**READING PASSAGE:**
-=-=-=-=-
| Dear ,
Some love it. Others have serious concerns about it. Still others aren’t quite sure. It grew out of many discussions at Parish Council and took over six months to implement. It’s changed staff work, it’s shifted volunteer roles, and it’s prompted theological essays and generated some heat and some light. It is, of course, the move of the post 10:30 Eucharist coffee reception from the Parish Hall to the Cathedral Chancel.
“Should we change the words of the dismissal from ‘Let us go in peace to love and serve the Risen Christ’ to ‘Let’s hang around for a while and have a cup of coffee?’ quipped Cathedral Curate Chris Dierkes. And he has a point-the end of the Eucharistic liturgy is a clarion call to God’s mission-to go out, strengthened by the sacrament of Holy Communion to be part of the Body of Christ in the world. Probably the most vibrant symbol of this would be the entire congregation following the cross and candles out of the Cathedral and onto the street.
But, for many years, Christian communities have taken a few moments after the liturgy to meet for the purpose of forming and sustaining relationships. When churches and neighbourhoods were contiguous there was less need to build community intentionally since the community already interacted in myriad ways, and the parish was simply another way for them to be together.
-=-=-=-=-
**WHAT THE EXERCISE ASKS:**
According to the letter, where was the post-10:30 Eucharist coffee reception moved?
-=-=-=-=-
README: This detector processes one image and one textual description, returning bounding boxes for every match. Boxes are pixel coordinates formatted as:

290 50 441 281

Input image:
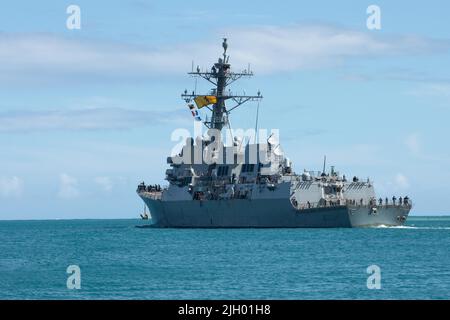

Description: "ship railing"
293 200 413 210
347 200 413 208
141 191 162 200
294 201 345 210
-=-=-=-=-
**FINAL RESULT:**
From the Parish Hall to the Cathedral Chancel.